-- Start Passage given --
Pub Date: Nov. 14th, 2023
ISBN: 9781608012534
Publisher: Univ. of New Orleans Press

A once-celebrated Chief Investment Officer has a crisis of faith about his life’s work.

After The Green and the Black (2016), nonfiction about the shale gas industry, Sernovitz returns to territory covered in his novel The Contrarians (2002)—a finance man in crisis. The setting is an unnamed university, where its unnamed, middle-aged CIO has doubled the endowment from $3 billion to $6 billion. Unfortunately, he’s floundering now, after “a very bad year,” and fears he’ll be fired anytime. At endless meetings with staff, trustees, and managers pitching investment schemes, the CIO’s trademark repartee starts landing flat. Anyone could blow the whistle about his failure at any moment, including his sharpest staff member, Emily, who believes she “can do well by doing good” with lots of wealth. Meanwhile, everyone’s urging him to seek advice from an enigmatic billionaire alum named Michael Hermann. The CIO used to pride himself on being politically liberal, full of Jewish guilt, and hyper-informed. But his self-awareness is voracious. Sernovitz’s prose and focus then shifts to map the CIO’s fears about the meaningless of life, how universities leverage greed, and the inanity of modern investing. Until, to the shock of his staff, he is literally asking strangers during meetings, “Why do you do this?” The novel doesn’t pretend the one percent care about anything but money, but Sernovitz seems to also want the CIO to be relatable. On the one hand, the CIO laments “the financialization of our economy, our society, and the ambitions of too many young people,” and he feels genuine pain and exhaustion as he looks for leftovers in his fridge. But, on the other hand, because he’s told us, we also know it’s a $12,000 fridge.

Insightful and fun, but based on a premise only a millionaire could love.
-- End Passage given --
(Work instructions) Decide whether each statement agrees with the review, answering yes or no and quoting the review's deciding words: (a) The CIO doubled the university's endowment from $3 billion to $6 billion. (b) The university in the novel is given a name. (c) Emily is the CIO's sharpest staff member. The listing that comes next is taken from a separate source.
-- Start Data shown --
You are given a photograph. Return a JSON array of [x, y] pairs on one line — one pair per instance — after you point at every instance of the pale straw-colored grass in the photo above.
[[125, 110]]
-- End Data shown --
(Result of this task)
(a) Yes: "has doubled the endowment from $3 billion to $6 billion"
(b) No: "The setting is an unnamed university"
(c) Yes: "his sharpest staff member, Emily"